Information:
════

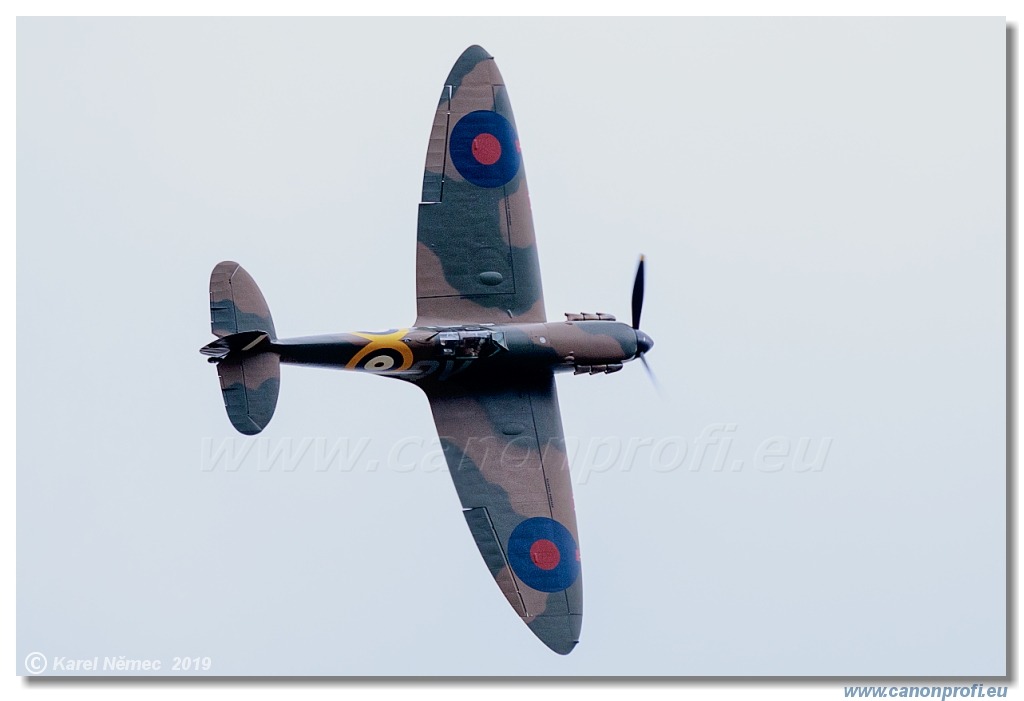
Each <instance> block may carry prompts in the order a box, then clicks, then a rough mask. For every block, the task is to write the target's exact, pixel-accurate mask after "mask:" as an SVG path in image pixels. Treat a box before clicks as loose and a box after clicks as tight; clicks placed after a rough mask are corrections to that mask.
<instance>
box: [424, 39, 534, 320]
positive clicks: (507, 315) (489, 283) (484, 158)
mask: <svg viewBox="0 0 1024 701" xmlns="http://www.w3.org/2000/svg"><path fill="white" fill-rule="evenodd" d="M417 239H418V244H417V254H416V297H417V311H418V316H419V318H418V319H417V322H416V325H419V326H424V325H443V324H454V323H466V322H494V323H498V322H502V321H505V322H507V321H509V320H515V321H545V320H546V318H545V313H544V295H543V293H542V290H541V271H540V267H539V264H538V257H537V246H536V243H535V239H534V218H532V215H531V214H530V209H529V194H528V192H527V190H526V176H525V173H524V172H523V167H522V157H521V154H520V151H519V137H518V135H517V132H516V128H515V120H514V118H513V117H512V107H511V106H510V104H509V99H508V93H507V91H506V89H505V85H504V82H503V80H502V76H501V74H500V73H499V72H498V68H497V67H496V65H495V59H494V58H492V57H490V55H489V54H488V53H487V52H486V51H484V50H483V49H482V48H480V47H479V46H470V47H469V48H468V49H466V51H465V52H463V54H462V55H461V56H460V57H459V60H458V61H456V64H455V67H454V68H453V69H452V73H451V74H449V77H447V80H446V81H445V84H444V89H443V90H442V91H441V97H440V102H439V104H438V105H437V112H436V113H435V115H434V124H433V128H432V129H431V131H430V141H429V144H428V146H427V164H426V170H425V173H424V176H423V195H422V202H421V204H420V213H419V226H418V236H417Z"/></svg>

════

What needs to be done: Rewrite the rows above, replacing "rough mask" with "coarse mask" wherever it occurs and keeping everything else the same. Omit the pictures.

Exercise output:
Each <instance> block may carry prompts in the order a box, then clicks, then a coarse mask. For every block, the task is to write the target's exact, pixel-accurate mask after "mask:" as an SVG path in image pixels. Treat a box before clicks as loose and a box after clicks as tight; clicks placed after a coarse mask are corrections to that mask.
<instance>
box: [424, 39, 534, 320]
positive clicks: (507, 315) (489, 283) (484, 158)
mask: <svg viewBox="0 0 1024 701" xmlns="http://www.w3.org/2000/svg"><path fill="white" fill-rule="evenodd" d="M417 239H418V244H417V254H416V297H417V311H418V316H419V318H418V319H417V322H416V325H419V326H424V325H443V324H454V323H466V322H494V323H498V322H502V321H505V322H507V321H509V320H515V321H545V320H546V318H545V313H544V295H543V293H542V290H541V271H540V267H539V264H538V257H537V246H536V243H535V239H534V218H532V215H531V214H530V209H529V194H528V192H527V190H526V176H525V173H524V172H523V167H522V157H521V154H520V151H519V137H518V135H517V132H516V128H515V120H514V118H513V117H512V107H511V106H510V104H509V99H508V93H507V91H506V89H505V85H504V82H503V80H502V76H501V74H500V73H499V72H498V68H497V67H496V65H495V59H494V58H492V57H490V55H489V54H488V53H487V52H486V51H484V50H483V49H482V48H480V47H479V46H470V47H469V48H468V49H466V51H465V52H463V54H462V55H461V56H460V57H459V60H458V61H456V64H455V67H454V68H453V69H452V73H451V74H449V77H447V80H446V81H445V84H444V89H443V90H442V91H441V97H440V102H439V104H438V105H437V112H436V113H435V115H434V124H433V128H432V129H431V131H430V141H429V144H428V146H427V164H426V170H425V173H424V176H423V195H422V202H421V204H420V213H419V226H418V236H417Z"/></svg>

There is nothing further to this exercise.